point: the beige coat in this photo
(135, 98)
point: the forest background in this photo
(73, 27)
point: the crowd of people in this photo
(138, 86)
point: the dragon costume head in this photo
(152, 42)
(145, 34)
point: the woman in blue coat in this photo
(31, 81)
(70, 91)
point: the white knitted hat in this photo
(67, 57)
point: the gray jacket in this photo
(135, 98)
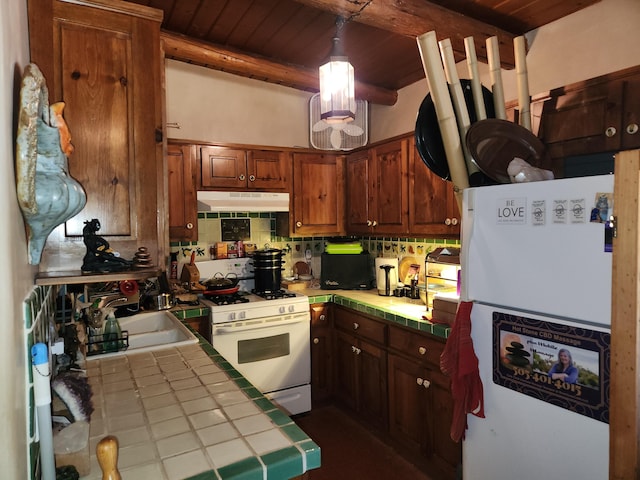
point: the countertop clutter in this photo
(184, 412)
(411, 313)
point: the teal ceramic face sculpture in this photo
(48, 196)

******************************

§ Directions for this task:
Reproduce the listing above verbatim, omitting the pictures from your output.

§ Solution to this problem:
point: the beige coat in this photo
(135, 98)
point: the forest background in this photo
(73, 27)
point: the crowd of people in this photo
(138, 86)
point: the dragon costume head in this photo
(152, 42)
(145, 34)
point: the woman in blue coat in this photo
(31, 81)
(70, 91)
point: the white knitted hat in this photo
(67, 57)
point: the gray jacket in this photo
(135, 98)
point: the countertop clutter in this photo
(184, 412)
(411, 313)
point: the teal ceramic face sculpture in this photo
(48, 196)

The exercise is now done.